* Start RECORDED DATA *

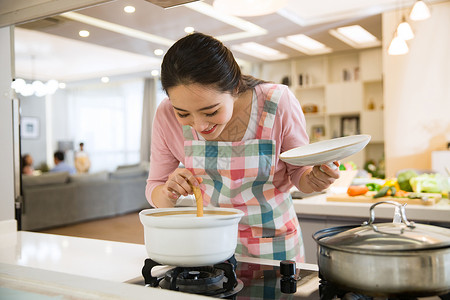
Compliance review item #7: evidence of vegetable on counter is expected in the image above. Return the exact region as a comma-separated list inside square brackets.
[409, 174, 447, 193]
[347, 185, 369, 196]
[397, 170, 419, 192]
[366, 182, 381, 192]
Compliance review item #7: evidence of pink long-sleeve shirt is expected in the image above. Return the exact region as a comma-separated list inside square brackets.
[145, 84, 309, 207]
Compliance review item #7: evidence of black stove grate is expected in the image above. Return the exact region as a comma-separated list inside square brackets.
[142, 255, 242, 298]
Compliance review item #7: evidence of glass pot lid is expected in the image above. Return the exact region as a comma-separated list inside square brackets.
[314, 201, 450, 251]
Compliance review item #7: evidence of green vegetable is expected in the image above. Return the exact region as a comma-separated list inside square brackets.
[366, 182, 381, 192]
[373, 186, 391, 198]
[409, 174, 446, 193]
[397, 170, 419, 192]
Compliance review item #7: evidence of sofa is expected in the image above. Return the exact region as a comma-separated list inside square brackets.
[20, 165, 150, 231]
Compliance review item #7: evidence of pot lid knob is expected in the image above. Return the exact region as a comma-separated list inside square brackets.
[280, 260, 296, 277]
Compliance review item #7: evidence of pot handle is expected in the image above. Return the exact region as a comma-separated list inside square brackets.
[364, 201, 416, 228]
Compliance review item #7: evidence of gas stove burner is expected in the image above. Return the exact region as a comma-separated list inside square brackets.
[142, 256, 244, 298]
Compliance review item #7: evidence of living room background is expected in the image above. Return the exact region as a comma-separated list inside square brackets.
[20, 78, 165, 173]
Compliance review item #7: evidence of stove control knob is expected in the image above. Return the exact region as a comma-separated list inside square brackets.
[280, 277, 297, 294]
[280, 260, 297, 294]
[280, 260, 297, 277]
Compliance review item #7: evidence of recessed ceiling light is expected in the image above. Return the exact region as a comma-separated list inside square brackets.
[78, 30, 89, 37]
[153, 49, 164, 56]
[277, 34, 332, 55]
[184, 26, 195, 34]
[231, 42, 288, 60]
[123, 5, 136, 14]
[329, 25, 381, 48]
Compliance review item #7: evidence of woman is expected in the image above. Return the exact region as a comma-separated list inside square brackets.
[146, 33, 339, 262]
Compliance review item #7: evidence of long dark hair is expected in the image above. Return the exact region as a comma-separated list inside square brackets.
[161, 32, 266, 94]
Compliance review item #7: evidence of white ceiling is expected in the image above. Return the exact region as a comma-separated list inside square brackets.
[15, 0, 442, 82]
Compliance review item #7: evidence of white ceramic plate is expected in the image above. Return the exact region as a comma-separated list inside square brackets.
[280, 134, 371, 166]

* End RECORDED DATA *

# INSTRUCTIONS FOR THE TASK:
Copy every item above verbatim, leaving out the pictures.

# TASK RESPONSE:
Compliance review item #7: evidence of vegetable on counter is expected in the image above. Return the exact region as a comma-separated list inside square brackets.
[409, 174, 447, 193]
[347, 185, 369, 196]
[397, 170, 419, 192]
[366, 182, 381, 192]
Compliance review item #7: evidence of pink long-sleeve shirt is expected in the image above. Return the exact region as a comma-separated list inside square brackets.
[145, 84, 309, 207]
Compliance review item #7: evidence of black stove grate is expected in the image above. Return the exact region as a comma-separated list inside square brackets.
[142, 255, 242, 298]
Compliance review item #7: evidence of glass pot lid is expected in the image above. Return the exact region as a comma-separated list inside square brackets.
[314, 201, 450, 251]
Compliance review item #7: evidence of green vegetable is expected in the image above. Return the exact region as a comma-separated list inside square brackets.
[366, 182, 381, 192]
[373, 186, 391, 198]
[409, 174, 446, 193]
[397, 170, 419, 192]
Compliance review item #7: evidence of sofa is expected in the image above. Return the exact region as a comma-separated list inside square brackets.
[20, 165, 150, 231]
Compliance review item #7: evidence of pot lid knob is expected in the image above. Return the exact region as a comma-separated list inside square brackets.
[280, 260, 296, 277]
Compliance review item #7: evidence of pot handle is expected in the image above. Return the exact region as a comma-separated list inside square brackets.
[364, 201, 416, 228]
Compliance review item #7: evidence of gas stove burner is expected in the image above. Return the exact region as a comma-separated list inside square brackets.
[142, 256, 244, 298]
Compliance review item #7: evidence of living room background is expected in the image above. Return the exact region as a comma-separated list inside square brackets.
[20, 78, 165, 173]
Compliance review item #7: evidence of stove control knob is expected in the image above. Return the exact region as a comma-separated list inside square brackets.
[280, 277, 297, 294]
[280, 260, 297, 294]
[280, 260, 297, 277]
Compliance review item #7: evidence of recessed ceiling light is expected in the image above. Return the exact region as a comma-separated list inside square brackets.
[78, 30, 89, 37]
[153, 49, 164, 56]
[277, 34, 332, 55]
[184, 26, 195, 34]
[231, 42, 288, 60]
[123, 5, 136, 14]
[329, 25, 381, 48]
Compliance review item #7: evidence of woman is expected in the image above. Return the exact region as a comma-separated list inside square brackets.
[146, 33, 339, 262]
Compliance review item #7: evidence of long dark hair is expected in the image above. Return the exact region as a comma-separated list inside square brackets.
[161, 32, 266, 94]
Compliance review item #7: evidence of white ceiling is expected in the image above. Return the exact region as a comma-separated list inside square brackets.
[15, 0, 442, 82]
Compliance review item #7: evidence of white ceramic plate is expected in the image above. Return the exact region as a comma-separated list inside square brackets.
[280, 134, 371, 166]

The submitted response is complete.